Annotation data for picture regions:
━━━━━━━━━━━━━━━━━━━━

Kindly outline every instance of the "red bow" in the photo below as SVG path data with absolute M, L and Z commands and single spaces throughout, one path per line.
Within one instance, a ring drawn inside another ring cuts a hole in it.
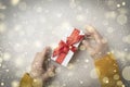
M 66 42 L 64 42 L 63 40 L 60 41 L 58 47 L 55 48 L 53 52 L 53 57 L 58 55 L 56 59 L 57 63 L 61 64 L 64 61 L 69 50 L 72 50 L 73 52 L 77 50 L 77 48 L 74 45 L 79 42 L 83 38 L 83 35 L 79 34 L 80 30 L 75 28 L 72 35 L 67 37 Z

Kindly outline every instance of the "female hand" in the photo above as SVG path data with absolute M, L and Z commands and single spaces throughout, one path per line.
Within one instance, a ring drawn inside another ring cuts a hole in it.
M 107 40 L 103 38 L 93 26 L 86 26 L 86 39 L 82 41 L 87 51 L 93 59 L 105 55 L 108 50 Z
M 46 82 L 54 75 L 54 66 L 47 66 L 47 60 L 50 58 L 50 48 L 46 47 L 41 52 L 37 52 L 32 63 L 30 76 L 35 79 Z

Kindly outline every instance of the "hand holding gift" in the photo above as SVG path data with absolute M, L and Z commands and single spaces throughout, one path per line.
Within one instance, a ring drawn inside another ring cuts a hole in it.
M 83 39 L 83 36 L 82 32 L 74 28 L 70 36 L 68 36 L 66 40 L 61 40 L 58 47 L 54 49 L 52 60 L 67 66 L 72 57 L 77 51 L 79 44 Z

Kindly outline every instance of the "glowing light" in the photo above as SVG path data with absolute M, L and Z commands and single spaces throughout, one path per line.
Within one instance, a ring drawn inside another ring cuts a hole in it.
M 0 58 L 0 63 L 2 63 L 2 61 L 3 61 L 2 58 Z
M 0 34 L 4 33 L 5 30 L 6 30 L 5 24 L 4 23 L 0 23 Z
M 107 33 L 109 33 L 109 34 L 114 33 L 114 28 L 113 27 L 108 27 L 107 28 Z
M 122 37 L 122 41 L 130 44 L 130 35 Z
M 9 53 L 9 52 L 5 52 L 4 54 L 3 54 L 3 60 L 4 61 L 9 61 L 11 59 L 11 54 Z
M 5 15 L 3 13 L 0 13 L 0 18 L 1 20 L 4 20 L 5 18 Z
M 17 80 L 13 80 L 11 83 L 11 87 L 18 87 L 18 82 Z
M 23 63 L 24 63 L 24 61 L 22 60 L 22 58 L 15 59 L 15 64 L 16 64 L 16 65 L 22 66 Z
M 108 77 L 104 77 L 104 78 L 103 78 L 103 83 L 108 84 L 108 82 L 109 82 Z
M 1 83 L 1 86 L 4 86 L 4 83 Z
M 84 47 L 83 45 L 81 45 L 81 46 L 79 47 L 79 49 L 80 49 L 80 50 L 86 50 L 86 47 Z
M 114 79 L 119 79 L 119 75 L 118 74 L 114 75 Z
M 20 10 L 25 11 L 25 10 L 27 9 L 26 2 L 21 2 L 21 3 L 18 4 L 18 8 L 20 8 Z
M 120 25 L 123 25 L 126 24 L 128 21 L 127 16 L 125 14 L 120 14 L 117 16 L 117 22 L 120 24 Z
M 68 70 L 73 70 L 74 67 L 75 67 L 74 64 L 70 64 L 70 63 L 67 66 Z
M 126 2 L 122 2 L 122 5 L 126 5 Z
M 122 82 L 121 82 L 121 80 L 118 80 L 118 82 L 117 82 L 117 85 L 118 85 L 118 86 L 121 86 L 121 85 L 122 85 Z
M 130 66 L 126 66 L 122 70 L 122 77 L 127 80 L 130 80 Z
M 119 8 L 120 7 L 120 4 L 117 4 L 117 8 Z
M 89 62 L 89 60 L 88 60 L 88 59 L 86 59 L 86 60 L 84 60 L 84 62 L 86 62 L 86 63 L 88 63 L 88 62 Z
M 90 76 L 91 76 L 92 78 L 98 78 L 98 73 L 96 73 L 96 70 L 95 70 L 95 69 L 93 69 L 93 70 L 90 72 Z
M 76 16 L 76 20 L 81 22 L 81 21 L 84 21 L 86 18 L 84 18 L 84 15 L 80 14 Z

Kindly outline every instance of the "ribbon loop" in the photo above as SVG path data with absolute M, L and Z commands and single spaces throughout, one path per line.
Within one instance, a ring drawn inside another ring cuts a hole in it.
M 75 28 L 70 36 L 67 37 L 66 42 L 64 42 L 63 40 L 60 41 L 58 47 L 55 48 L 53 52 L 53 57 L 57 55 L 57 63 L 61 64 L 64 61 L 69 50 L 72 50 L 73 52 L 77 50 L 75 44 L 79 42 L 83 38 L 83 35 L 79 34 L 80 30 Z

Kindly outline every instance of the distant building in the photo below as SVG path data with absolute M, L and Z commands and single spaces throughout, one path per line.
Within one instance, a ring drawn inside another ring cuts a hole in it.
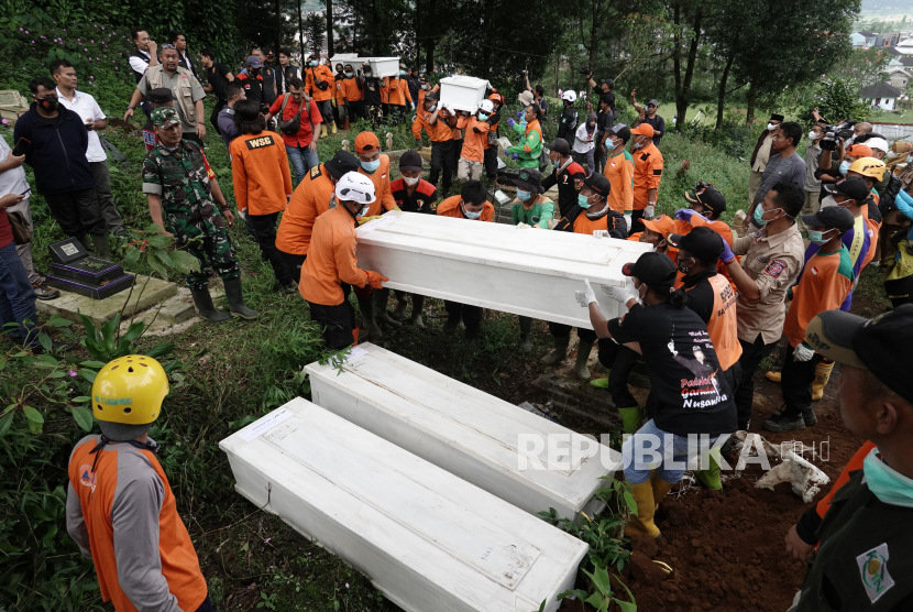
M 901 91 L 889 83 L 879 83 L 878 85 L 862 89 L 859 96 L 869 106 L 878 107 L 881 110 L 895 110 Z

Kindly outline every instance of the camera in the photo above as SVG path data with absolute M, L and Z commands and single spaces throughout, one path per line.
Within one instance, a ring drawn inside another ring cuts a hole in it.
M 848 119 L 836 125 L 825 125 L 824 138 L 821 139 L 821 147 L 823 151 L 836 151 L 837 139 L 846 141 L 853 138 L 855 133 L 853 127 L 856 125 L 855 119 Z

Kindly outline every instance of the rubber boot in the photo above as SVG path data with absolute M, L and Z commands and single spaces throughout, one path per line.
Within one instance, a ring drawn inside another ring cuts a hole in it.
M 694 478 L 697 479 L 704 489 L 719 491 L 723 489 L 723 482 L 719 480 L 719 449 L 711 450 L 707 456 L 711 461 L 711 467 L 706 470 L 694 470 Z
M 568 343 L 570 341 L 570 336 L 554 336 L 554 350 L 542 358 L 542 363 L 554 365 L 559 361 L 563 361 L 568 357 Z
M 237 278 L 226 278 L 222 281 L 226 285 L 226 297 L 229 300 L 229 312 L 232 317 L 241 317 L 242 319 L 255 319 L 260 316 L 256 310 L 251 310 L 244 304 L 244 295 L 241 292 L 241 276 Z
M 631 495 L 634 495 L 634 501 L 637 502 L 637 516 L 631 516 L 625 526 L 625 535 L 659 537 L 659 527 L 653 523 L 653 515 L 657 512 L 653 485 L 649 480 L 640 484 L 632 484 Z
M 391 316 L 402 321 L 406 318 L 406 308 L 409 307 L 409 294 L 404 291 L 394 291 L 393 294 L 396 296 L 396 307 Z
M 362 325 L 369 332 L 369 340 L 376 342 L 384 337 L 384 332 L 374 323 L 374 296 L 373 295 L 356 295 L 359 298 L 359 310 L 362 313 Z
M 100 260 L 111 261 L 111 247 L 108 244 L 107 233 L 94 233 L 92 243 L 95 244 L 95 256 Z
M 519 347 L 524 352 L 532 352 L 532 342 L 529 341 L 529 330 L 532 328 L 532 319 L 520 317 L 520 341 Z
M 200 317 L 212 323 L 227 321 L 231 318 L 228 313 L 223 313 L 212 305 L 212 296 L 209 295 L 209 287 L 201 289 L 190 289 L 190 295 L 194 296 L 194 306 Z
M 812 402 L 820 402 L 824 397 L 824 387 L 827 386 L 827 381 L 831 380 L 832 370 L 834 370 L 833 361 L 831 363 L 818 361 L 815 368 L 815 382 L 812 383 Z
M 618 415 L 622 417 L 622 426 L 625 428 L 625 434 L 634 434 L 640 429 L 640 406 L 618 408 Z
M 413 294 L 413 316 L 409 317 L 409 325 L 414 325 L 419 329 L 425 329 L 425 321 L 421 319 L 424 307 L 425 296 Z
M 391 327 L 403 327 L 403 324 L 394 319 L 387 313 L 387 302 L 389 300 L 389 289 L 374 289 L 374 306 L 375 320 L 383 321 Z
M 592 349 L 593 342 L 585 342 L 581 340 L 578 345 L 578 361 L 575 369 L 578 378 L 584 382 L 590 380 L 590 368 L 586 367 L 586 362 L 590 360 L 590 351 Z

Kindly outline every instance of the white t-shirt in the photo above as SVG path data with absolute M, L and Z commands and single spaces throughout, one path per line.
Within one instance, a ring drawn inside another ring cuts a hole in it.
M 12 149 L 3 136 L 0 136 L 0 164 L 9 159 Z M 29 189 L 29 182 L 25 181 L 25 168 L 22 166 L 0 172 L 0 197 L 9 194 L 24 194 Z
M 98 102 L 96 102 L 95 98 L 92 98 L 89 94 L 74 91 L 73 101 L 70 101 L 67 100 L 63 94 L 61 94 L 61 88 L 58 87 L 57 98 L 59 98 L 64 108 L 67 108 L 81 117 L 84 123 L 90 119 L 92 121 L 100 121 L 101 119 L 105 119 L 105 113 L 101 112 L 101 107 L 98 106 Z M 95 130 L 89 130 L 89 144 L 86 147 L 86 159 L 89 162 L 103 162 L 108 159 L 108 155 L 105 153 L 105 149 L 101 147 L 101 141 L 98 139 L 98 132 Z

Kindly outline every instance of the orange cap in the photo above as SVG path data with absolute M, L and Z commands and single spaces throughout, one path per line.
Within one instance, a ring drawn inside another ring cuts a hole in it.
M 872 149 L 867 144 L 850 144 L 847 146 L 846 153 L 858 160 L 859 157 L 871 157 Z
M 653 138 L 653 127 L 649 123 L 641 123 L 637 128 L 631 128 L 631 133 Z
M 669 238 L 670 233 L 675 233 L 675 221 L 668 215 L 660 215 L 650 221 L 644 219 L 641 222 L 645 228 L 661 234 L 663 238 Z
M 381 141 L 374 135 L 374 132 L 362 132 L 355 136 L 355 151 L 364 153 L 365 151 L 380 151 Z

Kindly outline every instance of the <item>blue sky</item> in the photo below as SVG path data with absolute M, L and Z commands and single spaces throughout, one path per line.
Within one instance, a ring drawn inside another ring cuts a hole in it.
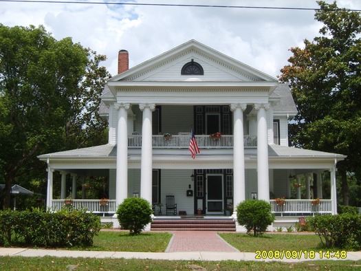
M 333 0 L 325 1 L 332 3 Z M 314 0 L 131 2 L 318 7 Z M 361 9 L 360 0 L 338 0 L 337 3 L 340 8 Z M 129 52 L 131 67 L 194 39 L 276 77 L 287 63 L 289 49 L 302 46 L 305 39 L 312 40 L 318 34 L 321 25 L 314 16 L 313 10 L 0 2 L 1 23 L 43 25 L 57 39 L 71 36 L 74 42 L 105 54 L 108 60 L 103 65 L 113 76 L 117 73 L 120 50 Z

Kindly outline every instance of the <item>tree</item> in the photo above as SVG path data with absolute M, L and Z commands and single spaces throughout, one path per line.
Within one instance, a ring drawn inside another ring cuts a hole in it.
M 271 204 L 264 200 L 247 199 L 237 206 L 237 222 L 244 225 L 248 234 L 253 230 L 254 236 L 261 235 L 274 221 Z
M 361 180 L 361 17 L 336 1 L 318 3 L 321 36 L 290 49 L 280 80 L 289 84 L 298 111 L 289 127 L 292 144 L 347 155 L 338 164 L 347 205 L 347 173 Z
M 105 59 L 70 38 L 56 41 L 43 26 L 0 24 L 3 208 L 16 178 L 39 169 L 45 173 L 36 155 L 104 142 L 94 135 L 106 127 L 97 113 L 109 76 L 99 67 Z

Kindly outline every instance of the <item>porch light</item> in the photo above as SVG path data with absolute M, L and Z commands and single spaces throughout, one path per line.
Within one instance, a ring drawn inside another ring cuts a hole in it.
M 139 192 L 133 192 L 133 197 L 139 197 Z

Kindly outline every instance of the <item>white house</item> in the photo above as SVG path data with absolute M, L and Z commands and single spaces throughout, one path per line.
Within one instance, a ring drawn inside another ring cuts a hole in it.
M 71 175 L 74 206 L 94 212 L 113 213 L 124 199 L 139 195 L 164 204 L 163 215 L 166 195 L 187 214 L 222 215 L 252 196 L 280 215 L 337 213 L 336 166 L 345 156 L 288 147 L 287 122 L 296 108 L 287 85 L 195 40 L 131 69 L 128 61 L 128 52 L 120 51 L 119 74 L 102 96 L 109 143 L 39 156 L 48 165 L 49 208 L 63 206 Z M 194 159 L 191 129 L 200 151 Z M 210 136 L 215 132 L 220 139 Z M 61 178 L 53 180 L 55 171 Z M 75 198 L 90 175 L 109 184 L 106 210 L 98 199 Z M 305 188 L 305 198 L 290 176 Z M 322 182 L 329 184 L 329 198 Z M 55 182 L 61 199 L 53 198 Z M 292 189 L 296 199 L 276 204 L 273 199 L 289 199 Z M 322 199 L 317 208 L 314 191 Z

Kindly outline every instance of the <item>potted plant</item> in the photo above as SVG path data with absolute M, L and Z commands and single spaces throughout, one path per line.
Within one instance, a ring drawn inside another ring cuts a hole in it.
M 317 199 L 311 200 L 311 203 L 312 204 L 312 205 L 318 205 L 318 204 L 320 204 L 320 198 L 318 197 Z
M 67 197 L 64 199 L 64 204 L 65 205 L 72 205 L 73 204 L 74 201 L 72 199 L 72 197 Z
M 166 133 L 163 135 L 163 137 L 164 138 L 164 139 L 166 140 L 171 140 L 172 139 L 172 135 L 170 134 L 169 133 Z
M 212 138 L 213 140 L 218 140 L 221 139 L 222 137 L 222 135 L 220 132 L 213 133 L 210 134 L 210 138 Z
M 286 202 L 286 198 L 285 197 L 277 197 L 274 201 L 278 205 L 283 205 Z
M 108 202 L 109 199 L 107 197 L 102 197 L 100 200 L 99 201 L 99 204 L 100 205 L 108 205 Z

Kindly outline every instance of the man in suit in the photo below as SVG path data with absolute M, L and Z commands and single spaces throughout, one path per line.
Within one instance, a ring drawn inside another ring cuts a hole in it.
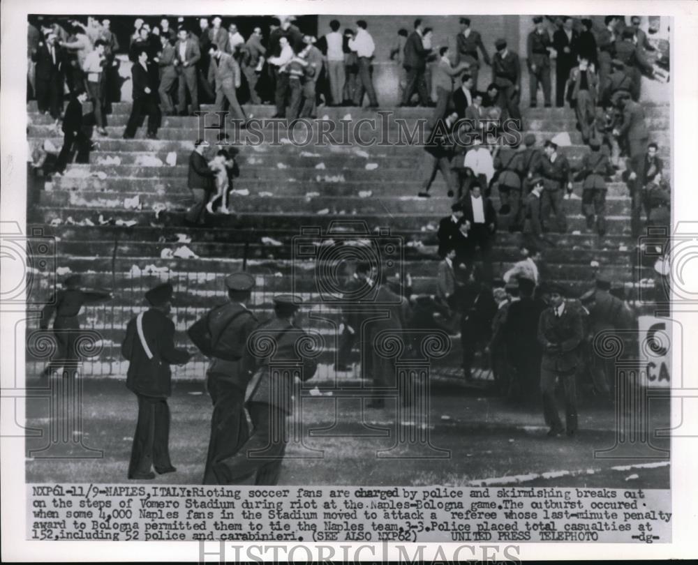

━━━━━━━━━━━━━━━━━━━━

# BRIEF
Format the lines from the start through the one containing "M 66 42 L 64", both included, as a Markdown table with the columns Row and Line, skipping any blank lines. Leave the pictures out.

# SOLUTION
| Row | Line |
|---|---|
| 1 | Kindly outline every instance of the "red bow" in the photo below as SVG path data with absolute M, L and Z commands and single spaces throughout, one path per line. |
| 2 | Within one instance, a ring drawn inside another ring cuts a hole in it. |
| 3 | M 66 42 L 64 42 L 63 40 L 60 41 L 58 47 L 55 48 L 53 52 L 53 57 L 58 55 L 56 59 L 57 63 L 61 64 L 64 61 L 69 50 L 72 50 L 73 52 L 77 50 L 77 48 L 74 45 L 79 42 L 83 38 L 83 35 L 79 34 L 80 30 L 75 28 L 72 35 L 67 37 Z |